- 数据行
——————————

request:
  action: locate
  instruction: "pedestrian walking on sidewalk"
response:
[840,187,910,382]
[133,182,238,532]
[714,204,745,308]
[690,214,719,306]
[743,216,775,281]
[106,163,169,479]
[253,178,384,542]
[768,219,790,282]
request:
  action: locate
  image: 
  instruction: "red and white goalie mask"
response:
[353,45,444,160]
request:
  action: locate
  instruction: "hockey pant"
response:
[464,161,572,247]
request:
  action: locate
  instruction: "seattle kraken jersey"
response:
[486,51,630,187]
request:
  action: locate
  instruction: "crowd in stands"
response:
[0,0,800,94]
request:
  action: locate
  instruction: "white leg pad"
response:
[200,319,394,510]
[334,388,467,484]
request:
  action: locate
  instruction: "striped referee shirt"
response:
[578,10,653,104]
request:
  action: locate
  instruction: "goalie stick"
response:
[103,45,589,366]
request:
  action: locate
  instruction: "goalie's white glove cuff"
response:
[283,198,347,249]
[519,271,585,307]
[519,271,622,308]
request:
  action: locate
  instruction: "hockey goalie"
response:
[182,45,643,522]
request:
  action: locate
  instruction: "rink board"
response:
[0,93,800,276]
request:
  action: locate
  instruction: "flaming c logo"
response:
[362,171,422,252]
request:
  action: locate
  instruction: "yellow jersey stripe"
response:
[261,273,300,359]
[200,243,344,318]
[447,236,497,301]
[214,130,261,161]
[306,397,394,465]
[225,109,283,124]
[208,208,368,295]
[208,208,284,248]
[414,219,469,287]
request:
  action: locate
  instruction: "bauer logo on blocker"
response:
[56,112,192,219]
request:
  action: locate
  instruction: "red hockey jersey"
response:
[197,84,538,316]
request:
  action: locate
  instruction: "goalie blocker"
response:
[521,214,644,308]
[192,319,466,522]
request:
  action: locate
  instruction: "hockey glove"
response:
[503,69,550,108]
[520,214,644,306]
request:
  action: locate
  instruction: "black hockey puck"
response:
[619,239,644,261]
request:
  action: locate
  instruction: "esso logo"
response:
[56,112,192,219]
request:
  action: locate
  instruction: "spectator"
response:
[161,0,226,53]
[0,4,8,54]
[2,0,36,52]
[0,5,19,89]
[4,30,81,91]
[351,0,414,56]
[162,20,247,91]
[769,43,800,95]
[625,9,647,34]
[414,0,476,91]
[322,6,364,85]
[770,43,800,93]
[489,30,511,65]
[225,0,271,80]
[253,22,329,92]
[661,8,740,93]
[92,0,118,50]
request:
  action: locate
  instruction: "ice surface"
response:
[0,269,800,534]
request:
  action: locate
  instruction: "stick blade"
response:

——————————

从记录第一行起，到含有“[578,10,653,104]”的那一行为止（首尾两行都包括在内），把这些行排成编号列表，空行不计。

1. request:
2.   action: locate
3.   instruction: "pedestrian walking on sidewalk"
4. response:
5. [840,187,910,382]
6. [133,182,238,532]
7. [714,204,745,308]
8. [690,214,719,306]
9. [743,216,775,281]
10. [106,163,169,479]
11. [253,178,384,542]
12. [768,219,790,282]
13. request:
14.   action: locate
15.   image: 
16.   instruction: "red and white goalie mask"
17. response:
18. [353,45,444,160]
19. request:
20.   action: locate
21.   instruction: "hockey pant"
22. response:
23. [464,161,572,247]
24. request:
25.   action: locate
26.   instruction: "seattle kraken jersey"
27. response:
28. [486,51,630,187]
29. request:
30.   action: locate
31.   instruction: "crowd in stands"
32. response:
33. [0,0,800,94]
34. request:
35.   action: locate
36.   instruction: "white leg pad"
37. response:
38. [200,319,394,510]
39. [334,388,467,484]
40. request:
41.   action: locate
42.   instruction: "striped referee shirt"
43. response:
44. [578,10,653,104]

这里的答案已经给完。